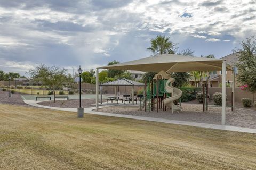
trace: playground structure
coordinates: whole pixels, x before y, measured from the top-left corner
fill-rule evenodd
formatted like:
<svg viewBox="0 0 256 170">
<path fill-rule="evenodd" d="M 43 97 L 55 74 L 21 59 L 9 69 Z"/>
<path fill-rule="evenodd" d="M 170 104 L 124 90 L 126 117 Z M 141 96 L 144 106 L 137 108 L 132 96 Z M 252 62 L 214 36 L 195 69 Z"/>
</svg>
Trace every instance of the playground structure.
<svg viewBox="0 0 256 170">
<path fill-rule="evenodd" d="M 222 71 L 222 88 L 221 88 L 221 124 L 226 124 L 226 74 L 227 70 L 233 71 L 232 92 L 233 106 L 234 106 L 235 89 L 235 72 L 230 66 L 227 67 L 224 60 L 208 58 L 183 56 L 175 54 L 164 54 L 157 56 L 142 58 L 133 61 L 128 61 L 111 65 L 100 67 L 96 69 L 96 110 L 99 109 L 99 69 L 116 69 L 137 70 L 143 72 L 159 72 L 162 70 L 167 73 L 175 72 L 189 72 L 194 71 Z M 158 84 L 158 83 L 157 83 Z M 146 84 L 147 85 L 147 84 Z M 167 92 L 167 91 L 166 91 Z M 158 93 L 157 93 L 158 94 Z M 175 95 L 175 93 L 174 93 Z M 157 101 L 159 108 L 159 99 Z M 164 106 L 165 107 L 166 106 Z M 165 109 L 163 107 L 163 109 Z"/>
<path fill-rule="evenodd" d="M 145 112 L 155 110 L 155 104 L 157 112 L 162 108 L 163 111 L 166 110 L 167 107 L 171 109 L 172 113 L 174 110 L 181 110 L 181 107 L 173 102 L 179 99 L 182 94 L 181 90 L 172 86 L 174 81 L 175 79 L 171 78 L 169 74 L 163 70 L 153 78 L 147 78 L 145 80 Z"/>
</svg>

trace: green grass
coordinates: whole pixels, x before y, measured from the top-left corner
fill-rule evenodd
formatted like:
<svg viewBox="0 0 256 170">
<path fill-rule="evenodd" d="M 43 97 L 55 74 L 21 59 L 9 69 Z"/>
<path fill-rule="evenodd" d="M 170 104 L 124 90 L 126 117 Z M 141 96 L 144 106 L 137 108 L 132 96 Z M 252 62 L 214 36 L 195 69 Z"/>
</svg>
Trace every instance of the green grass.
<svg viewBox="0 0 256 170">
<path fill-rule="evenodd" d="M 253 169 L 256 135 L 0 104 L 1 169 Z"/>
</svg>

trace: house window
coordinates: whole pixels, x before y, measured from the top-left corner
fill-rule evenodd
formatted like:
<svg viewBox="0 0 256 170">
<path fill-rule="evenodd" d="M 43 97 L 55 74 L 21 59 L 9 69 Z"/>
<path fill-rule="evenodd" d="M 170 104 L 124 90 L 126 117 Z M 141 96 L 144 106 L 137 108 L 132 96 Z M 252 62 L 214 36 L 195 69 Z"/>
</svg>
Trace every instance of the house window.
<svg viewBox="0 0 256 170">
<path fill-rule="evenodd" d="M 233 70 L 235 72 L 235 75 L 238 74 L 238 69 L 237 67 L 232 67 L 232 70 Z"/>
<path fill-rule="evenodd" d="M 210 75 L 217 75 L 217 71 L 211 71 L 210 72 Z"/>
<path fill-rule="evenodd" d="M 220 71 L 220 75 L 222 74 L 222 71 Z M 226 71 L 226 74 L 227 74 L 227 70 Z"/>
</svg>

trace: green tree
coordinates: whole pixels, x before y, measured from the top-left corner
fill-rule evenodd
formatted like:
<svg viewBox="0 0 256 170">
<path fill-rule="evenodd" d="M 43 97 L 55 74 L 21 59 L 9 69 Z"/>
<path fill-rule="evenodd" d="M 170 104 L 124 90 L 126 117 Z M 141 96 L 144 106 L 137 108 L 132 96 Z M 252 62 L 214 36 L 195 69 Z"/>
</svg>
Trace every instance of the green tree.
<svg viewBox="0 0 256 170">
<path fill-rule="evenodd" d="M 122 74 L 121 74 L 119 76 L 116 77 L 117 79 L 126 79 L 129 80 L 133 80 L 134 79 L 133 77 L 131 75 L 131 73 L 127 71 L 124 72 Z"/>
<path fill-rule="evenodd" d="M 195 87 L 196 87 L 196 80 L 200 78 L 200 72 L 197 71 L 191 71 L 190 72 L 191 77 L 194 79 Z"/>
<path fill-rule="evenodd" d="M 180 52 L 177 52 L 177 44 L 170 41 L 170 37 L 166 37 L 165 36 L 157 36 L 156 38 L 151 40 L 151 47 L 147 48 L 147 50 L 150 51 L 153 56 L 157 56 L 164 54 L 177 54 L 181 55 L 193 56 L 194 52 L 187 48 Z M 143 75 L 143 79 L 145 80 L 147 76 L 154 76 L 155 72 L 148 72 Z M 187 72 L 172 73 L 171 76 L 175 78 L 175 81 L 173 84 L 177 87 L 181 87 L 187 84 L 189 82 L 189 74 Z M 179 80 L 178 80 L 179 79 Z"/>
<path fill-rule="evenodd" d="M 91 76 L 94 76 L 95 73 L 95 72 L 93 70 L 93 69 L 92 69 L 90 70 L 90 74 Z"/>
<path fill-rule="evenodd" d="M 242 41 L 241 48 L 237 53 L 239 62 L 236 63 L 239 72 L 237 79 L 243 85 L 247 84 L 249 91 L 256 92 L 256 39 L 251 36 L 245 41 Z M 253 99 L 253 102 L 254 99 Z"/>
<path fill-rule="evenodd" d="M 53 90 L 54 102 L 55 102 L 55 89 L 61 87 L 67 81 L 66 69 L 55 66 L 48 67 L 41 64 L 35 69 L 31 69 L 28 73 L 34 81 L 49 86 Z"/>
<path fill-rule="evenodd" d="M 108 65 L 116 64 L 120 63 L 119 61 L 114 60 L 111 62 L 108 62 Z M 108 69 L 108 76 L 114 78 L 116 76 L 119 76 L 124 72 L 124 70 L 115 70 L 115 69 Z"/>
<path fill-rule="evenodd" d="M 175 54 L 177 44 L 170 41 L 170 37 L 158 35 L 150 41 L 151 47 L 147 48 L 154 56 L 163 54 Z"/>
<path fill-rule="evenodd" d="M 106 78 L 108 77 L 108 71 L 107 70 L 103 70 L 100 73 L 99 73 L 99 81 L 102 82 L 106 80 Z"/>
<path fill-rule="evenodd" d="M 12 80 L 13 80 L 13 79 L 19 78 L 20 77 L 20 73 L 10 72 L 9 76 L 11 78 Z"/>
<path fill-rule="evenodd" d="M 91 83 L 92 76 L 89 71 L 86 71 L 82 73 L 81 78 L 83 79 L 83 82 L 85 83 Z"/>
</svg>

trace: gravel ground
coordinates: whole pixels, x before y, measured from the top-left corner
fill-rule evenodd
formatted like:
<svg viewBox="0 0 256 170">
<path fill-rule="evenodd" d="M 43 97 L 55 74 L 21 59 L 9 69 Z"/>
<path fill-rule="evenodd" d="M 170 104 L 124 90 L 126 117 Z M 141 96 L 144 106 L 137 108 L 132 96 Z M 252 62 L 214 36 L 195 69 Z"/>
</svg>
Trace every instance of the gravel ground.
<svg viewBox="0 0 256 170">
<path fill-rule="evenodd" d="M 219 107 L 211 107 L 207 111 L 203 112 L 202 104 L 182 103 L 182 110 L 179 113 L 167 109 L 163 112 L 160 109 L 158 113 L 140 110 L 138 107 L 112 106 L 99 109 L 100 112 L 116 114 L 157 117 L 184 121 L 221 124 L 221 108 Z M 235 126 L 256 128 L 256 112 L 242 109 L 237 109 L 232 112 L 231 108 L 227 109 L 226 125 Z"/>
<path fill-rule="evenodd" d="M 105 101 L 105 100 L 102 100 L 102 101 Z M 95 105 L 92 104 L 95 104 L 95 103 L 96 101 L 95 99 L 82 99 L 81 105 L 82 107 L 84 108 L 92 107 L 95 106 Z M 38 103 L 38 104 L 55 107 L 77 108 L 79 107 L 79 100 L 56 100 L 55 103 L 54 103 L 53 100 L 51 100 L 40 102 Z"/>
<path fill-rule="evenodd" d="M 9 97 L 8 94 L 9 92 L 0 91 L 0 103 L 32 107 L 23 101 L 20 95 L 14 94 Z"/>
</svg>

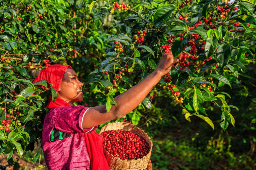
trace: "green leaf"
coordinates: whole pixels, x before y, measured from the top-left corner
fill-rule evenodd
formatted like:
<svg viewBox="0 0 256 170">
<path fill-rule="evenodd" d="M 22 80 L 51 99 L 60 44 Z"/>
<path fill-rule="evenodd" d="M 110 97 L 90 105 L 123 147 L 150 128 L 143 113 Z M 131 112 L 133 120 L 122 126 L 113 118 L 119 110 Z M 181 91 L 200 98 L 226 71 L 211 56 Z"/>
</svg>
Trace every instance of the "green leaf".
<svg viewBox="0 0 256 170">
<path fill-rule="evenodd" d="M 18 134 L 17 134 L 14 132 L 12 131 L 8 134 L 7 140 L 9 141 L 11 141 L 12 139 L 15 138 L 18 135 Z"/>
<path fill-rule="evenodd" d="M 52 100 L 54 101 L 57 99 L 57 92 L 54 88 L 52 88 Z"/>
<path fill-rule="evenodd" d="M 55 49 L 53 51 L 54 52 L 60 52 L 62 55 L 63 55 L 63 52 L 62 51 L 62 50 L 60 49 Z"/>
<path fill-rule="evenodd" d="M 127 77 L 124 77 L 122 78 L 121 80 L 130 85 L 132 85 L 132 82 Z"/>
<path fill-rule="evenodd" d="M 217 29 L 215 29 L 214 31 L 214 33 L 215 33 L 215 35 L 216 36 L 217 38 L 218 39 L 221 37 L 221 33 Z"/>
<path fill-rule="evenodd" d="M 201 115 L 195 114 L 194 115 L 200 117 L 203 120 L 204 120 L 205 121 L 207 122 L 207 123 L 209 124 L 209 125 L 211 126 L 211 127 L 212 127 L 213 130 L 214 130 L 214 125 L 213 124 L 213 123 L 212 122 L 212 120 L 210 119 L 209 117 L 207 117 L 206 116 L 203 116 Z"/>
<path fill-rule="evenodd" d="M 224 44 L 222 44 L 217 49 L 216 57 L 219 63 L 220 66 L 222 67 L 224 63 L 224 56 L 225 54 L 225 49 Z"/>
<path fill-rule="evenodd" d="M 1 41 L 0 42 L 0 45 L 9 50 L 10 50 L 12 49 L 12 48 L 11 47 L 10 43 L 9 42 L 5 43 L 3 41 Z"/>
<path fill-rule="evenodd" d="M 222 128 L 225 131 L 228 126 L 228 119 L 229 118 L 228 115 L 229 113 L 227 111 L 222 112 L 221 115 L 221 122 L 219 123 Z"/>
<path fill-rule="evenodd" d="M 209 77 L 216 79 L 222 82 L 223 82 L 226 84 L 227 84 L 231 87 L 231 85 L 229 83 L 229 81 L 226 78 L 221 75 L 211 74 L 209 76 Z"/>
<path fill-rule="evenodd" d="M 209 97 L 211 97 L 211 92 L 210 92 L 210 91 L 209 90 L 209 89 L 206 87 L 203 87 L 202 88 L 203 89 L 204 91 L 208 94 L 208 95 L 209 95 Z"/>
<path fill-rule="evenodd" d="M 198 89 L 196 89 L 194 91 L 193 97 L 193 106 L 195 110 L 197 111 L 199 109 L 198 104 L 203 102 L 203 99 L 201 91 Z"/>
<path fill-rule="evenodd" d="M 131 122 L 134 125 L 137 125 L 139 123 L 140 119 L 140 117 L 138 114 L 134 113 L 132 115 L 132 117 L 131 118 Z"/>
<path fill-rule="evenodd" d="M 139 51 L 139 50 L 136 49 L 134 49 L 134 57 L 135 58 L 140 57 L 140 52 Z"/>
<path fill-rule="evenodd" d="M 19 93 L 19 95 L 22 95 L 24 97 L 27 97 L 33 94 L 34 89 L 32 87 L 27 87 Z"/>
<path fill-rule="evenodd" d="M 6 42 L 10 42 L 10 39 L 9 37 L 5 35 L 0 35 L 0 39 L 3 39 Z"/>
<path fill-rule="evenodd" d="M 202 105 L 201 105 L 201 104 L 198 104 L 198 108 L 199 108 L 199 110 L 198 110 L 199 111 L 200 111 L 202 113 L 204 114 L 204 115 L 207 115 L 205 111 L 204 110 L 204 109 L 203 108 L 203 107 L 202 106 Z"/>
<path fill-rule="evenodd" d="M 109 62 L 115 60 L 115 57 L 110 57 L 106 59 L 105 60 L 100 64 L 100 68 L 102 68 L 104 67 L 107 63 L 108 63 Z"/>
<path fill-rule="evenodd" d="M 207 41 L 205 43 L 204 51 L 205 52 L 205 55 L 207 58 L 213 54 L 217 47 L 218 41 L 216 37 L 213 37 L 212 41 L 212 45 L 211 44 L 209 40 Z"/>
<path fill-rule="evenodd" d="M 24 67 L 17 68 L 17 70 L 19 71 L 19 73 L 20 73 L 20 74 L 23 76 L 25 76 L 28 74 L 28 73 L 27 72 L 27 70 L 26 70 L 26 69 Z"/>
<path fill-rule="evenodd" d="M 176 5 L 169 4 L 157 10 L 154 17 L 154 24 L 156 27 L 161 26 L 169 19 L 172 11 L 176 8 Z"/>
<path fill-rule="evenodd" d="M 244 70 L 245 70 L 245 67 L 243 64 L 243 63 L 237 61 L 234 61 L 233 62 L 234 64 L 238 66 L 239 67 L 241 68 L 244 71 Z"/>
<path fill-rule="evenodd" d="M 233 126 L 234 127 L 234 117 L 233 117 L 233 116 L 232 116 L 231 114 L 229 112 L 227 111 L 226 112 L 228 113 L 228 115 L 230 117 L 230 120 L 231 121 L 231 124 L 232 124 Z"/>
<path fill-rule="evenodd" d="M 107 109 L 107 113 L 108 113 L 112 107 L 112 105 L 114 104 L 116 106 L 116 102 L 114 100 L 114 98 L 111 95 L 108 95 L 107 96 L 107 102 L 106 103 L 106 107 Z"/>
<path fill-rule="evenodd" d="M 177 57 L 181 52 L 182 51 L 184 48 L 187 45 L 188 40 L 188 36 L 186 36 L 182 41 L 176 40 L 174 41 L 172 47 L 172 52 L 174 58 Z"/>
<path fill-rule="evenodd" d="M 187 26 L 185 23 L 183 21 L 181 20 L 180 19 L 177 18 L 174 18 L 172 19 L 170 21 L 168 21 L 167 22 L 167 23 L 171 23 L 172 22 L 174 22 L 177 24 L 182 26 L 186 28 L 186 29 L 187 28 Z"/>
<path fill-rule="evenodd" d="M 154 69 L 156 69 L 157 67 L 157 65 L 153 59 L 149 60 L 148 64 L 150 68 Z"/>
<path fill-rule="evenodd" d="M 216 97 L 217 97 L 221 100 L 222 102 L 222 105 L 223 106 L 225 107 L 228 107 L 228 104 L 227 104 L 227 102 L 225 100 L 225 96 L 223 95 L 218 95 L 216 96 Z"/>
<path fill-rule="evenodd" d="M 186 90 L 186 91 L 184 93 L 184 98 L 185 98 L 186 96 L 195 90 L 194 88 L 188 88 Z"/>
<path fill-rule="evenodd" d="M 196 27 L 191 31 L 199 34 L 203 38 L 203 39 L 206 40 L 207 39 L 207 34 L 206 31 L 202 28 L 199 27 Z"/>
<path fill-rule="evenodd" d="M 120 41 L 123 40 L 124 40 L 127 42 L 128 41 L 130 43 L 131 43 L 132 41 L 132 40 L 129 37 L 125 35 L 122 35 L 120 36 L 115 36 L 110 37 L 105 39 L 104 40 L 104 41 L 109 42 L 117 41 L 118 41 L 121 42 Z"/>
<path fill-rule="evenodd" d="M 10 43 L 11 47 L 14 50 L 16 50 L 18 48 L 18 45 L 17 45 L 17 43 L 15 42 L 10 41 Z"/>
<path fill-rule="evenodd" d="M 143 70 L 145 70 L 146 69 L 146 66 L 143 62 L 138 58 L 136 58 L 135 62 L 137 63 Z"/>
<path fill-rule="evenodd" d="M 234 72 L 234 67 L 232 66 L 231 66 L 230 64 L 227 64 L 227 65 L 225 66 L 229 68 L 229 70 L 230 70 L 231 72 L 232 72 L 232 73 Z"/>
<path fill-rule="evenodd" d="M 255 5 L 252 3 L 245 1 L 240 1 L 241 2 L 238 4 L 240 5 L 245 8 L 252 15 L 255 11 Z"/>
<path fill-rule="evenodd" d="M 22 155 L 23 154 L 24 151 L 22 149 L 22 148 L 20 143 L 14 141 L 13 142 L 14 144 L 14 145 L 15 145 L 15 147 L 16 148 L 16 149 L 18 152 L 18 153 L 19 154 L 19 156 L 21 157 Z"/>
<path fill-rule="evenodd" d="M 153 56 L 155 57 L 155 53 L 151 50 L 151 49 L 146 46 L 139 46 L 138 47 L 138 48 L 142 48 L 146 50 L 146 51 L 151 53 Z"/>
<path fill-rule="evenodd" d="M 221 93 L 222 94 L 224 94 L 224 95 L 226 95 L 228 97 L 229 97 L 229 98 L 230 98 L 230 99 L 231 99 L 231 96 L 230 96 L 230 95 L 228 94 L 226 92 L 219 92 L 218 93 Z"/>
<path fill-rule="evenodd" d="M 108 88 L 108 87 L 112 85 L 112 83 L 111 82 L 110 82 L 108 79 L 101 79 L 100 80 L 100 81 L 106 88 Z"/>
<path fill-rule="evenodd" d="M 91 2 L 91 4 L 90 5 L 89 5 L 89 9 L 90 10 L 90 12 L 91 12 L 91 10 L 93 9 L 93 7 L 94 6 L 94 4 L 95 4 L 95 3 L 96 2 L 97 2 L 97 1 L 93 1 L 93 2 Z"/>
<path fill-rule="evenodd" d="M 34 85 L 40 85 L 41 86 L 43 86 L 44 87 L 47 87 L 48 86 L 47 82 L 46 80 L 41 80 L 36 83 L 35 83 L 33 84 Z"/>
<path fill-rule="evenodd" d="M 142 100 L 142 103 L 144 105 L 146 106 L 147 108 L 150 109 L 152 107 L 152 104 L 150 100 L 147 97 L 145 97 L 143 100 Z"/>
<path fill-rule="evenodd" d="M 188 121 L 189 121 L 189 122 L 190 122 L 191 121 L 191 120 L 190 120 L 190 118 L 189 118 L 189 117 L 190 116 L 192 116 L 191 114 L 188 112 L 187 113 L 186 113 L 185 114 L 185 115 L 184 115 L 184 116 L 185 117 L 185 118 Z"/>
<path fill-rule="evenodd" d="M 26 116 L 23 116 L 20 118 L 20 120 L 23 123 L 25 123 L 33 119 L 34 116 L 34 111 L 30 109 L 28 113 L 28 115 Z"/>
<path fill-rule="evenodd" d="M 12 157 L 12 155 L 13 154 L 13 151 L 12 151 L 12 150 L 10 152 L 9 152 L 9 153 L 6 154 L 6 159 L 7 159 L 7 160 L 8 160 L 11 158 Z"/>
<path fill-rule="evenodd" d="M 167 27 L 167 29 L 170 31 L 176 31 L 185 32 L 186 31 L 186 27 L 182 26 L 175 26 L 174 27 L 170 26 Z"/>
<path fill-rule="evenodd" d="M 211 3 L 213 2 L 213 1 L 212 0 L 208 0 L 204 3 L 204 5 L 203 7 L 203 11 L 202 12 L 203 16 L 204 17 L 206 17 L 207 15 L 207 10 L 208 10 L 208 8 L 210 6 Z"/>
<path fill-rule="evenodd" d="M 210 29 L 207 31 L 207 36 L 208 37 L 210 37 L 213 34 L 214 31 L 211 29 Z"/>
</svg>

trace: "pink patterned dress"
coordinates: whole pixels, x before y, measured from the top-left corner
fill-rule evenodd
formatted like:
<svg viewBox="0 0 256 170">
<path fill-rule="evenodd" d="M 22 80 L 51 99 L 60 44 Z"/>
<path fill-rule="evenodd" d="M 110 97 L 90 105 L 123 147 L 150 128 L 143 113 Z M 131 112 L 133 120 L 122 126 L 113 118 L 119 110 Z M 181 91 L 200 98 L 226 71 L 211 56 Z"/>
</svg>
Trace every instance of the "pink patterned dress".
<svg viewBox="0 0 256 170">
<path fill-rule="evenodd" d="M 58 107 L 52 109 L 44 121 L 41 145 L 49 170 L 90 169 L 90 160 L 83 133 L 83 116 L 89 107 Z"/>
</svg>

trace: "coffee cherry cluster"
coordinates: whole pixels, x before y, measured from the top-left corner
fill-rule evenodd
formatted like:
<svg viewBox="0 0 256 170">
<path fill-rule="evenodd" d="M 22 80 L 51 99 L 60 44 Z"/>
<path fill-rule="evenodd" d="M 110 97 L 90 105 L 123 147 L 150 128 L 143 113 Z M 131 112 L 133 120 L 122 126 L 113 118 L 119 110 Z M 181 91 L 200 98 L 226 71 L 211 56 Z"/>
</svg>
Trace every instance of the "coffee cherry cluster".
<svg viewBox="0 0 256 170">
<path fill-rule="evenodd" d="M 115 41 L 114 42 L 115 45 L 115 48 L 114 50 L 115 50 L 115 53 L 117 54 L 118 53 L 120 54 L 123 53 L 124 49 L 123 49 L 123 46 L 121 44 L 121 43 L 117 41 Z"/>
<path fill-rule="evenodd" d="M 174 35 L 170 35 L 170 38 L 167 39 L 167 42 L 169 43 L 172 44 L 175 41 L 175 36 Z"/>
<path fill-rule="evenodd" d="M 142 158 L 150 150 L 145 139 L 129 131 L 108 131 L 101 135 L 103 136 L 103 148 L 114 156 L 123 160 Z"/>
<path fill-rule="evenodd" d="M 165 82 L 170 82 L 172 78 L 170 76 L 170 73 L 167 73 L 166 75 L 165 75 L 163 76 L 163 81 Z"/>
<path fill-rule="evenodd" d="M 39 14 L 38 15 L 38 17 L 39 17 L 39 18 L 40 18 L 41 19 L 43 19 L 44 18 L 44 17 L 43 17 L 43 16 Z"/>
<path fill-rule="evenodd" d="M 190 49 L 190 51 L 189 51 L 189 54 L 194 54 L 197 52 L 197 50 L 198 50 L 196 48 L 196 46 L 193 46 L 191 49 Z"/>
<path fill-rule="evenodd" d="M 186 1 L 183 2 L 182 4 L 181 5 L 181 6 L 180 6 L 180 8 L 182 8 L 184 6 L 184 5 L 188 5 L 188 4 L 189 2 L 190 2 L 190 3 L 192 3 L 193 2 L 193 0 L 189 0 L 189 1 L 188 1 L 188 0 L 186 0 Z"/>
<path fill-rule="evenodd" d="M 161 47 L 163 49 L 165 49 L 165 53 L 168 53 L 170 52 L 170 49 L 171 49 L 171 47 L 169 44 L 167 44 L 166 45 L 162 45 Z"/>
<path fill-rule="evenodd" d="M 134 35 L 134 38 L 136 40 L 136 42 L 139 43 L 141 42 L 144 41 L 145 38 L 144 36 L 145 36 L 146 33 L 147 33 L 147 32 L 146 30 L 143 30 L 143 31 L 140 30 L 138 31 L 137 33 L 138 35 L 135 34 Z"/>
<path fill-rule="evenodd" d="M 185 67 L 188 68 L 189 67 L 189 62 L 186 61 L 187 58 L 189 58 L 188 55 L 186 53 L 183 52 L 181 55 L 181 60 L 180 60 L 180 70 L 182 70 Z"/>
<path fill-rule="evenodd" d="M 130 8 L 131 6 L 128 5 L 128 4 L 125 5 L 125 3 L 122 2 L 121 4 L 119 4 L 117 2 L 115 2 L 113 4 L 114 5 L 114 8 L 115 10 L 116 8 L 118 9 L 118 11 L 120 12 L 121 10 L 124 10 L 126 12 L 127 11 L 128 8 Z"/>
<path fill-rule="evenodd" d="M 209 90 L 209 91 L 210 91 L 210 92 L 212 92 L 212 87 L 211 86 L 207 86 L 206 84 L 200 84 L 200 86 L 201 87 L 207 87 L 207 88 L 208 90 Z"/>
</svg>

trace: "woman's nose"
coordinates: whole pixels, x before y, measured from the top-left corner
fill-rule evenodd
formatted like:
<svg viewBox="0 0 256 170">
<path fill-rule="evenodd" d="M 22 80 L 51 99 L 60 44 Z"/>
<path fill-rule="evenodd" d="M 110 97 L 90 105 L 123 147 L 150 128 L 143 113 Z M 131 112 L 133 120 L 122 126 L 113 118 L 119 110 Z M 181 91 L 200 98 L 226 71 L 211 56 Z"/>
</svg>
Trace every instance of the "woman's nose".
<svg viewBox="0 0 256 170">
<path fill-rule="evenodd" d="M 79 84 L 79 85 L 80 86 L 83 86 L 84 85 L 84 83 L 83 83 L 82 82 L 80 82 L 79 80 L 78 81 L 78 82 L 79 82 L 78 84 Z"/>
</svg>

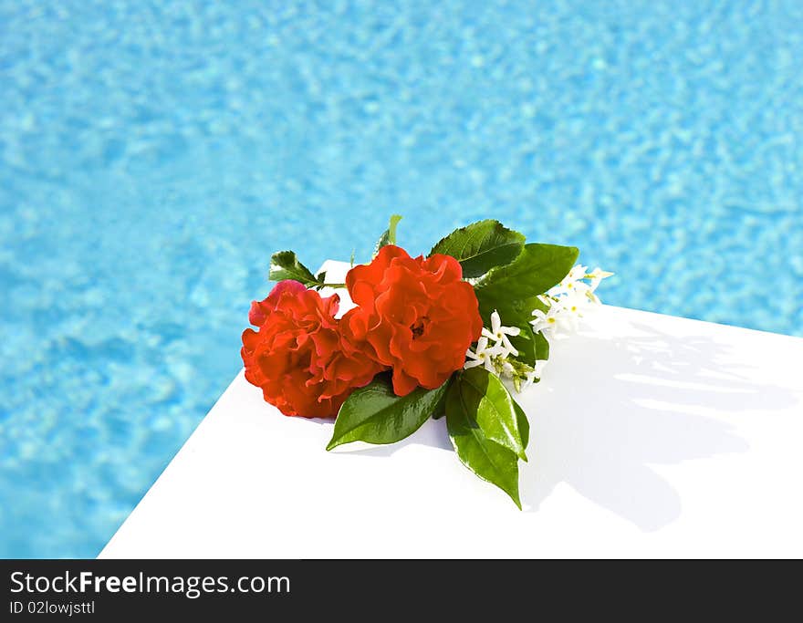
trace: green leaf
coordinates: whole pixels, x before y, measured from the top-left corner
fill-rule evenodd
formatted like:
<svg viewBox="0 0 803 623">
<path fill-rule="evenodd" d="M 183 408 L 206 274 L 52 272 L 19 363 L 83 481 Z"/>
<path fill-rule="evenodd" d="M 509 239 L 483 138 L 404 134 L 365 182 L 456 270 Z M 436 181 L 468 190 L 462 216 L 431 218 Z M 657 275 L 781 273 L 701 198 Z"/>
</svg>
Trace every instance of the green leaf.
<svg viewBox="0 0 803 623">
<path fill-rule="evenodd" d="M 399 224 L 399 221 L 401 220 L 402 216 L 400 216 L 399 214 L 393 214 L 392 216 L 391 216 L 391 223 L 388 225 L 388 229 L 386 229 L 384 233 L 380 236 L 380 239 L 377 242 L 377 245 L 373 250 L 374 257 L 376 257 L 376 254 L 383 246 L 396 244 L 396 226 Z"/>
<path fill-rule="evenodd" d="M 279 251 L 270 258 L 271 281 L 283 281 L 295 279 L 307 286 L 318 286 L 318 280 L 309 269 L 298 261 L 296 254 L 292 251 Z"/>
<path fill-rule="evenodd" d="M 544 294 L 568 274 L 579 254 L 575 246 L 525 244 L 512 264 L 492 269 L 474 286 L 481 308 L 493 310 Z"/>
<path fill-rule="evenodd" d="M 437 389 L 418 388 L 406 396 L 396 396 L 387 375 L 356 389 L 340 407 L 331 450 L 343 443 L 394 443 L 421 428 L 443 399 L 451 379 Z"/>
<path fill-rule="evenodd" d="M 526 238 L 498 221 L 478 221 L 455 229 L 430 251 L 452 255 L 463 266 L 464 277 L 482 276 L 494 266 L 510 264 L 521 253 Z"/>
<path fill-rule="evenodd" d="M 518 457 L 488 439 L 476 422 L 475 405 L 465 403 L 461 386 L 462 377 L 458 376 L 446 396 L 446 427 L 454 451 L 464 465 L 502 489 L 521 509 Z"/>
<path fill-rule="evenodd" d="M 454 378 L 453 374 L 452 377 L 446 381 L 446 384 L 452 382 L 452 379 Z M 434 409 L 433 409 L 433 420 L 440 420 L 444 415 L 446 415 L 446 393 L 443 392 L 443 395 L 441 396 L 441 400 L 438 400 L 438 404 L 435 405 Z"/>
--- --- ---
_ОПИСАНИЕ ЗАДАНИЯ_
В каких строках листинга выше встречается слово «structure»? Отберите все такие строки и перепишите их без изменений.

_РЕШЁННОЕ УПРАЖНЕНИЕ_
trace: playground structure
Trace every instance of the playground structure.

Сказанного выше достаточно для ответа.